==== PROVIDED RECORDS ====

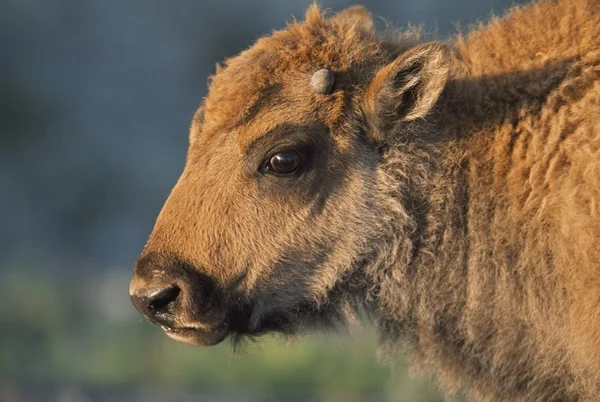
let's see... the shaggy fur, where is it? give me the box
[130,1,600,400]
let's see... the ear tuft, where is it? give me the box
[189,105,205,146]
[333,5,374,32]
[305,3,325,26]
[363,43,450,140]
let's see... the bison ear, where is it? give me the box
[332,6,374,33]
[363,43,449,141]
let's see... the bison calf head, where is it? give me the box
[130,5,448,346]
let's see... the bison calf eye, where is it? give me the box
[264,151,301,176]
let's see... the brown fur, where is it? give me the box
[130,1,600,400]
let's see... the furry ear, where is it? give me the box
[332,6,374,32]
[363,43,449,140]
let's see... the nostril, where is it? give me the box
[148,285,181,313]
[130,284,181,325]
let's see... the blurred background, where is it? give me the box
[1,0,523,401]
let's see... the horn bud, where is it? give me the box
[310,69,334,94]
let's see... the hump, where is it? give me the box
[456,0,600,76]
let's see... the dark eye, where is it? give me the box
[265,151,301,175]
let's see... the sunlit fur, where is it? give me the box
[135,0,600,400]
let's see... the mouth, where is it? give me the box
[160,324,229,346]
[153,297,320,347]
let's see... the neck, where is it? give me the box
[360,0,600,397]
[366,58,578,399]
[369,124,469,338]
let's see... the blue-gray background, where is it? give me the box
[1,1,521,401]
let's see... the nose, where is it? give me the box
[131,251,221,329]
[130,285,181,326]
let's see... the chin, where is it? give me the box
[162,325,229,346]
[226,300,338,342]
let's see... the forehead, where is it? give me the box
[199,61,347,154]
[193,8,388,153]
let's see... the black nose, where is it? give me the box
[130,285,181,326]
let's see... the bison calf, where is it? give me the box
[130,0,600,400]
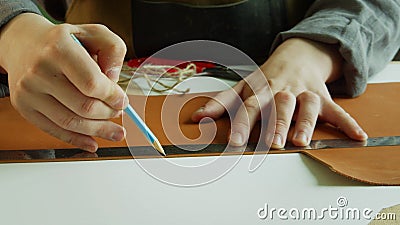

====

Before you return the listing, strip out its pictures; all else must match exactly.

TASK RESULT:
let's see... the shaggy fur, where is it? give me the box
[130,1,600,400]
let's see... the ear tuft, where is it? give me the box
[189,105,205,146]
[333,5,374,32]
[305,3,325,26]
[363,43,450,140]
let's see... the bison ear, where is it? give me the box
[332,6,374,33]
[363,43,449,141]
let's see... the bison calf head, where is it? give me the box
[130,5,448,346]
let's see... the bison calf eye, where is it? give me the box
[264,151,301,176]
let's see... the brown fur, where is it? give me the box
[130,1,600,400]
let's see... the furry ear, where is it? give me the box
[332,6,374,32]
[363,43,449,140]
let's see... the nostril, where is it? give me the box
[148,285,181,313]
[130,284,181,325]
let's see... the blurred background, where is it? give me the box
[1,0,523,401]
let's see... the horn bud, where is it? give me the box
[310,69,334,94]
let's see... the hump, where is it? give me the box
[456,0,600,76]
let's see... the dark eye, where is it? give me the box
[265,151,301,175]
let's see... the sunlit fur, where is it? give me the box
[135,0,600,400]
let's see... the mouth, where is it? give me the box
[160,324,229,346]
[153,297,320,347]
let's see... the neck, where is it? give me the box
[360,0,600,397]
[366,58,578,399]
[369,124,469,338]
let's see... the blue-gray background, where is it? give me the box
[1,1,521,401]
let's see... the nose, where is it? give me the box
[131,251,221,329]
[130,285,181,326]
let's see... the chin, where is it? give me the box
[162,325,229,346]
[226,300,338,342]
let's see... the forehead, where is it? give me the box
[199,61,347,154]
[193,8,388,153]
let's see... the black nose, where is it? give me the box
[130,285,181,326]
let's see... the bison calf, where is it? give me the box
[130,0,600,400]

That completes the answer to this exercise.